◆ Exercise materials
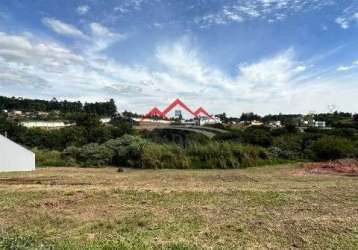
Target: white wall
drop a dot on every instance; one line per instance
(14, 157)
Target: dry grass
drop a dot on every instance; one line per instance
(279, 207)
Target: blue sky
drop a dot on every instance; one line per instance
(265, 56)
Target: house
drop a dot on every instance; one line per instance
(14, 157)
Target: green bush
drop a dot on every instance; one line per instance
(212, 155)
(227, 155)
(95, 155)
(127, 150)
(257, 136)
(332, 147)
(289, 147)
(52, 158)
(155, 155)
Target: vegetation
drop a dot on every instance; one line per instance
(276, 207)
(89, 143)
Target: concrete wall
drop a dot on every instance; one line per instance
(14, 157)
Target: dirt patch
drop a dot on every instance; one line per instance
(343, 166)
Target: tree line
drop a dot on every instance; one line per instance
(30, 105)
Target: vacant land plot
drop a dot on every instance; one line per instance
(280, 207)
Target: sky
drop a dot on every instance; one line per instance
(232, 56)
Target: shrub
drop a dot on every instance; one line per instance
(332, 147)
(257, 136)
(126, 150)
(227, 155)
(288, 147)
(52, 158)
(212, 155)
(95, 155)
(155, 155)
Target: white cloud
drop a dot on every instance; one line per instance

* * *

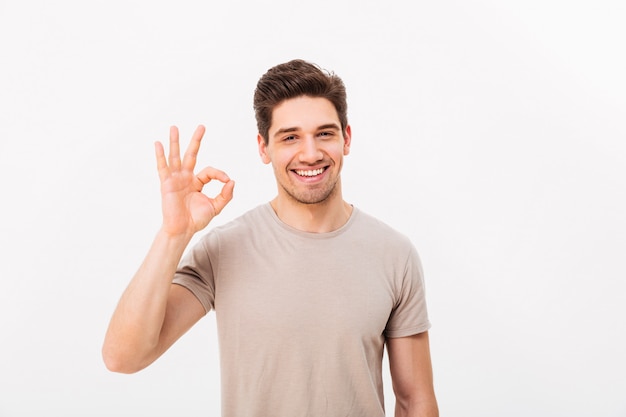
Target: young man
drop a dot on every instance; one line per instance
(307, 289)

◆ Set task
Copy each line of the material above that contains the string "white", matching case exactly.

◆ Result of the exercise
Target: white wall
Target: white cloud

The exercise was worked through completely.